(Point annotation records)
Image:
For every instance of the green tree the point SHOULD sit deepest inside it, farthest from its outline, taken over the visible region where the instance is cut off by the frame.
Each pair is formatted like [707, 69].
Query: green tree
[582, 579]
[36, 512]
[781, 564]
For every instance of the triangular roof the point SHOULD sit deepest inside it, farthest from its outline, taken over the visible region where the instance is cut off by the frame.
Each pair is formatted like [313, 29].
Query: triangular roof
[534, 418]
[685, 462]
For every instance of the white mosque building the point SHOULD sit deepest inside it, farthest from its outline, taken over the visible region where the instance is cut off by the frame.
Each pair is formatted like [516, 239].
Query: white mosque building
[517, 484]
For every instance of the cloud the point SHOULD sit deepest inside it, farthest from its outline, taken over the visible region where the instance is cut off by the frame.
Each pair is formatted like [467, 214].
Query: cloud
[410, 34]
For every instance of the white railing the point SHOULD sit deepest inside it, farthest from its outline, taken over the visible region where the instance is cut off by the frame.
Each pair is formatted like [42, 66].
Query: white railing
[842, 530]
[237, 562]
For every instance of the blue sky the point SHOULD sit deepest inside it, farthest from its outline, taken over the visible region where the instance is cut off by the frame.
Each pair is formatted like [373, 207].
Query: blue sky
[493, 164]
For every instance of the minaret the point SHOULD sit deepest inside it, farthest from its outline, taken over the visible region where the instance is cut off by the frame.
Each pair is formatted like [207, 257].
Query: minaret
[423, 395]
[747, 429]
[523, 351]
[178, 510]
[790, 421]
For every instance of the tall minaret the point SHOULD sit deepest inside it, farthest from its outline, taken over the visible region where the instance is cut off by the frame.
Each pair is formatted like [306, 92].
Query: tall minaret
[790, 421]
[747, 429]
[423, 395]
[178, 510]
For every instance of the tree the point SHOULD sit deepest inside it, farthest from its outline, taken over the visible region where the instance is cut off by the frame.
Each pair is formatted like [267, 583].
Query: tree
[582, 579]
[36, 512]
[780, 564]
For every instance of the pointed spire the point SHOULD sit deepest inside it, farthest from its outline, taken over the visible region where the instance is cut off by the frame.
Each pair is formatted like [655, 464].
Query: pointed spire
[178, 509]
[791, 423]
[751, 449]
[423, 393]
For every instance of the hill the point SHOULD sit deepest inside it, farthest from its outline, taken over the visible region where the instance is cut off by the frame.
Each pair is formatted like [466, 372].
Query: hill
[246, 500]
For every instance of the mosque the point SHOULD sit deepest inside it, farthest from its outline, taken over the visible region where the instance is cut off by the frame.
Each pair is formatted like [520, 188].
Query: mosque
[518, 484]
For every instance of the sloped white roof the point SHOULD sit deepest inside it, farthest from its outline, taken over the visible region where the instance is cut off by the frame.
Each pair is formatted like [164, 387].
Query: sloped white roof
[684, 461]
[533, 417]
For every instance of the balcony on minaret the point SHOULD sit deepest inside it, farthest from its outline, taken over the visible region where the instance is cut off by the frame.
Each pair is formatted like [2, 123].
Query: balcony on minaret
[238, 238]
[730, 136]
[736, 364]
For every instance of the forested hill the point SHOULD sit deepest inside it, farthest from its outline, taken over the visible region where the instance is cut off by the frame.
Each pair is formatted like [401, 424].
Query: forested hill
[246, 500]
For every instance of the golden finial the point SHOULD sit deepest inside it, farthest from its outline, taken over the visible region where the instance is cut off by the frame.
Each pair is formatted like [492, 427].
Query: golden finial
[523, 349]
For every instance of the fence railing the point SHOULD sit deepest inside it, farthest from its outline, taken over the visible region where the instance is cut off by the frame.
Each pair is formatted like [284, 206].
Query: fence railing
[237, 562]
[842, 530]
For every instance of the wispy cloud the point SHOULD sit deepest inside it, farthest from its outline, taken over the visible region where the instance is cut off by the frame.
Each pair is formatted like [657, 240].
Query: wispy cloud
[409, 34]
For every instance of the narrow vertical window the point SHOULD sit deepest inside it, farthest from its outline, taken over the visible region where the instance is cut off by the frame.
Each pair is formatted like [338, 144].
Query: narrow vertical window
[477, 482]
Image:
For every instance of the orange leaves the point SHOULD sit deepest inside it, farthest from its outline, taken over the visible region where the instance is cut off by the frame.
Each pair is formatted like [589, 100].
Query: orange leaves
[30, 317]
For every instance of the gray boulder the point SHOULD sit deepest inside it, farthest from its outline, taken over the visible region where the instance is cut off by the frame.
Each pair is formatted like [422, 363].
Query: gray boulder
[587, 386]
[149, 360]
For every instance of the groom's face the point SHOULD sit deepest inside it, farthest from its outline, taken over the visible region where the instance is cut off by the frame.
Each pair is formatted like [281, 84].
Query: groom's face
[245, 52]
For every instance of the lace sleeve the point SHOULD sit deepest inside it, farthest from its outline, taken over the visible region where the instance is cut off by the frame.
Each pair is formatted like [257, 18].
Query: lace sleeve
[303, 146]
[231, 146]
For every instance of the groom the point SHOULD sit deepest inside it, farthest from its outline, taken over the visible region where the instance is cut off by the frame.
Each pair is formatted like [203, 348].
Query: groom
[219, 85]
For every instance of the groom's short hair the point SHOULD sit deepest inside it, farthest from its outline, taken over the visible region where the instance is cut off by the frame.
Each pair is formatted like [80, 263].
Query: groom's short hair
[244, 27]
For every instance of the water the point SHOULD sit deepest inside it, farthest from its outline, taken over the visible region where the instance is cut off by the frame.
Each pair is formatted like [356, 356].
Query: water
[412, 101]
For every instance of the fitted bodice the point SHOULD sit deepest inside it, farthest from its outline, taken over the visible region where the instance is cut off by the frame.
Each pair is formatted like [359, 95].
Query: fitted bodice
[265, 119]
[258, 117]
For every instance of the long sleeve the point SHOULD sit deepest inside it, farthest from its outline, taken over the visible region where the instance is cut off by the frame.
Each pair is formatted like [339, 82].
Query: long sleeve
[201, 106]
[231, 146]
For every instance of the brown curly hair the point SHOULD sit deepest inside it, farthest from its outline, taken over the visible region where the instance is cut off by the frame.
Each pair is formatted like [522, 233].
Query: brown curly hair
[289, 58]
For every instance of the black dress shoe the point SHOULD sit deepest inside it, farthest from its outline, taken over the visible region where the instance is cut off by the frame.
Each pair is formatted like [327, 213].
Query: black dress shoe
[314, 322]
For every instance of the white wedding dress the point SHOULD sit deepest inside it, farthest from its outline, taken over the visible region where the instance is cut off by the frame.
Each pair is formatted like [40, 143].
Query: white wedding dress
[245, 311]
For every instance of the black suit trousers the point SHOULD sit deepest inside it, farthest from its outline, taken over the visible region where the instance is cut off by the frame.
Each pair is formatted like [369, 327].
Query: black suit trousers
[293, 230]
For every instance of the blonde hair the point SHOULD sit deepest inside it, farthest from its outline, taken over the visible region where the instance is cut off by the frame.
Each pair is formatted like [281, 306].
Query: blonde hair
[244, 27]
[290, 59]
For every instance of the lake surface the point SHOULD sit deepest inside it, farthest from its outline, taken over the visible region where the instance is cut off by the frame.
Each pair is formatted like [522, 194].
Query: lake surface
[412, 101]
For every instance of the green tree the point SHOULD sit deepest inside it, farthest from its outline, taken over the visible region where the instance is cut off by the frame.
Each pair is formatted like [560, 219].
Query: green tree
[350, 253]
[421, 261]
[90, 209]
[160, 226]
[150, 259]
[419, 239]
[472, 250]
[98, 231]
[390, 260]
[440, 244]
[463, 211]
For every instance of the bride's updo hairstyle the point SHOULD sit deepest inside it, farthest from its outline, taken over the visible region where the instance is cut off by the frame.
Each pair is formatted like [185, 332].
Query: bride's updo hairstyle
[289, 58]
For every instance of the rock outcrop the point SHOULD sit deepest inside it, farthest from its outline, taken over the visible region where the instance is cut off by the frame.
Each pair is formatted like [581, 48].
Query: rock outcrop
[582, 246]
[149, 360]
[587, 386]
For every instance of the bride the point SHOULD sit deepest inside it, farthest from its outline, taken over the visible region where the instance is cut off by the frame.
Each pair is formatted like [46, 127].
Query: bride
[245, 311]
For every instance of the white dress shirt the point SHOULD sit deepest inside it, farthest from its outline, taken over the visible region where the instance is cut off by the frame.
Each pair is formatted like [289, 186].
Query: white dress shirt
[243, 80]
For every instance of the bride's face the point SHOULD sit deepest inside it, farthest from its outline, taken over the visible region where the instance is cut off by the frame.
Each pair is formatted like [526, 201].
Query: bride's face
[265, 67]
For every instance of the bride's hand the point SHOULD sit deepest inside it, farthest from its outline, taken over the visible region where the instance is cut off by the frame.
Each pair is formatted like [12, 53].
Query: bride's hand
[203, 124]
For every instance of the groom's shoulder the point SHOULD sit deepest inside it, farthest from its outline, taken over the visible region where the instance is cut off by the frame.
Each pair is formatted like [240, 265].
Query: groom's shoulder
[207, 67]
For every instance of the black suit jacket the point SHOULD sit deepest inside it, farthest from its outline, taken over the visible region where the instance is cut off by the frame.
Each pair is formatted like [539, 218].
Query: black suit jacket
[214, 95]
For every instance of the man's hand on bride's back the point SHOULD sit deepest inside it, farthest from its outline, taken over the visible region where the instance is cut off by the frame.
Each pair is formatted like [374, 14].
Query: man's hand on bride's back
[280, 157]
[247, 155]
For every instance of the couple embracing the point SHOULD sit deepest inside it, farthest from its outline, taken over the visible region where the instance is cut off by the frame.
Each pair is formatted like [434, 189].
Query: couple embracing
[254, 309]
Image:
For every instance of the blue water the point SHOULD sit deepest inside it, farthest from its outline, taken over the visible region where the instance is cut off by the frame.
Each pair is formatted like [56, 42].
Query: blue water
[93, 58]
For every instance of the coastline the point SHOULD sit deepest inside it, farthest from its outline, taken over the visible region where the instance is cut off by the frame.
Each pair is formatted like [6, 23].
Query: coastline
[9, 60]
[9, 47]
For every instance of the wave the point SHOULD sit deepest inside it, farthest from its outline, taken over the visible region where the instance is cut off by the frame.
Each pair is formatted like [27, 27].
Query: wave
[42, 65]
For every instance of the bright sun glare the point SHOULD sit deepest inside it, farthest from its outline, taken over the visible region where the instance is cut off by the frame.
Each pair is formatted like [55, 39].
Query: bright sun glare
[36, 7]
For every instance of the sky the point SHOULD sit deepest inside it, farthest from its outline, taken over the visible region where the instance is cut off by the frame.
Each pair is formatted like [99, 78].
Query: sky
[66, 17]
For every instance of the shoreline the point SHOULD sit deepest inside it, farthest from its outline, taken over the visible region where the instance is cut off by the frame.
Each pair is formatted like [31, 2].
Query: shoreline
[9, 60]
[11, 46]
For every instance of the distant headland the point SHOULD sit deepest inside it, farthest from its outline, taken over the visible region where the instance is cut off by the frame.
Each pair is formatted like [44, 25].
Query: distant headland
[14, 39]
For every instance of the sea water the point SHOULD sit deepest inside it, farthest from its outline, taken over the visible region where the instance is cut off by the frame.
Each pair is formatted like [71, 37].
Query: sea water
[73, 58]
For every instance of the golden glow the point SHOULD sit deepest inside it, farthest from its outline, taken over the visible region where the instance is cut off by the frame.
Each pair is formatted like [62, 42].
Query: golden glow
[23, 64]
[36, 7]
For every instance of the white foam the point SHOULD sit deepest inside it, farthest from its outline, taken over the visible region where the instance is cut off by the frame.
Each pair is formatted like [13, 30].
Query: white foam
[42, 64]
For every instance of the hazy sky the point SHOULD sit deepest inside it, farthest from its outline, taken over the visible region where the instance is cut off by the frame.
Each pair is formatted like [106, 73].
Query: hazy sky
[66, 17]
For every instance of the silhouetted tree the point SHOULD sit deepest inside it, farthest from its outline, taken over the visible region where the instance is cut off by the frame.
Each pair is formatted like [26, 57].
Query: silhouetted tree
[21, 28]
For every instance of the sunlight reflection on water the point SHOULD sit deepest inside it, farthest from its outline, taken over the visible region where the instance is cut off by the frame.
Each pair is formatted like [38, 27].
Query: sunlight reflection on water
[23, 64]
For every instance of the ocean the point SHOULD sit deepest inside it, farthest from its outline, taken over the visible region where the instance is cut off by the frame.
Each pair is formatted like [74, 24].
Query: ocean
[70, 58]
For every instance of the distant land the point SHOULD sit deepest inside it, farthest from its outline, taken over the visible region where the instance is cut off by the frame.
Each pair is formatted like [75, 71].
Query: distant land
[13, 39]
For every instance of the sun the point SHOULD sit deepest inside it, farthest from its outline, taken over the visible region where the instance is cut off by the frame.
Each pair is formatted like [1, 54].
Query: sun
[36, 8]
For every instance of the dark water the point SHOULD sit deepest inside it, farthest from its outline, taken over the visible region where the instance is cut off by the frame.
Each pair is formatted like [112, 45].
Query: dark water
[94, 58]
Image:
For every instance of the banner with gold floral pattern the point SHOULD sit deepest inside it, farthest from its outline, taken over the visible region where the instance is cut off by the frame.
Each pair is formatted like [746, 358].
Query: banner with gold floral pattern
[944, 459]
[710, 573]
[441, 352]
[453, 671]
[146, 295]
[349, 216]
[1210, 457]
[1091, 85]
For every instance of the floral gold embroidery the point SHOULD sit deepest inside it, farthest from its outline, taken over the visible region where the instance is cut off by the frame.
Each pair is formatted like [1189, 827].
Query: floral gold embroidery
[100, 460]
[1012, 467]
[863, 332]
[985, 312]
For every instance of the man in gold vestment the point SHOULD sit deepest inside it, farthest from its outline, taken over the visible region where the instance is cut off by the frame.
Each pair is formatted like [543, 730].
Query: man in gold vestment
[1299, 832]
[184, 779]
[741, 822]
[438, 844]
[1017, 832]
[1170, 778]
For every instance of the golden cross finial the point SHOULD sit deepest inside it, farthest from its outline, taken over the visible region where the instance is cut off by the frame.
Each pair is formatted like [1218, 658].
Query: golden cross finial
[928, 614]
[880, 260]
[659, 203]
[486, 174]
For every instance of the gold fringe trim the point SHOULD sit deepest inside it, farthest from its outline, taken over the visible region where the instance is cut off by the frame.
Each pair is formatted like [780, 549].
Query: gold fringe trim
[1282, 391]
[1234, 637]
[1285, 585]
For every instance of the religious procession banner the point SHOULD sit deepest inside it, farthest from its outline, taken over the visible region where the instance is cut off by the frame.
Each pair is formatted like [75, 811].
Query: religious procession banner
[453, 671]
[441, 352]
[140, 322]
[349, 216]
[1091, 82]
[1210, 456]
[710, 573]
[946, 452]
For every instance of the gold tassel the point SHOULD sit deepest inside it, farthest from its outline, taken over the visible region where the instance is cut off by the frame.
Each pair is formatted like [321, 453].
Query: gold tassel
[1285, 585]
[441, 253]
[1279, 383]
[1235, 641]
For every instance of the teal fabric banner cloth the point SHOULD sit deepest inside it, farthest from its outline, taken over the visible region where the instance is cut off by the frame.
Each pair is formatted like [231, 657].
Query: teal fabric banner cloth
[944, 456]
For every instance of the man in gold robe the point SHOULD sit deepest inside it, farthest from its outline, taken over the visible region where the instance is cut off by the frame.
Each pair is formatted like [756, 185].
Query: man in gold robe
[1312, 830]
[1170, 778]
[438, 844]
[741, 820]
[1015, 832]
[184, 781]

WHAT IS BEING ASKED – Only the lines from the one that contains "For every instance of the gold tassel" to the end of the data should be output, exactly as they appear.

WRITTEN RESPONSE –
For every instance of the gold tassel the point SHOULD sit deepest inside it, farthest from its outline, taken over the visible region where the instance is cut off by the frame.
Each pair is formatted like [321, 453].
Query: gold tassel
[1285, 585]
[441, 253]
[1279, 383]
[1235, 641]
For every instance of the teal fabric banner cloth the point SHOULD sit deepest inside it, farthest from its outline, taken over the visible region where the instance is cut off by the frame.
Each pair is formatted like [231, 657].
Query: teal fabric banner cloth
[944, 456]
For every instance of the man in gold robe the point SHOULD sit deepest inside it, farthest from its outline, taken over the visible region where the instance is cut off by the frame.
Each pair is formatted like [756, 185].
Query: man in gold robe
[1312, 830]
[1170, 778]
[438, 844]
[741, 820]
[1015, 832]
[184, 781]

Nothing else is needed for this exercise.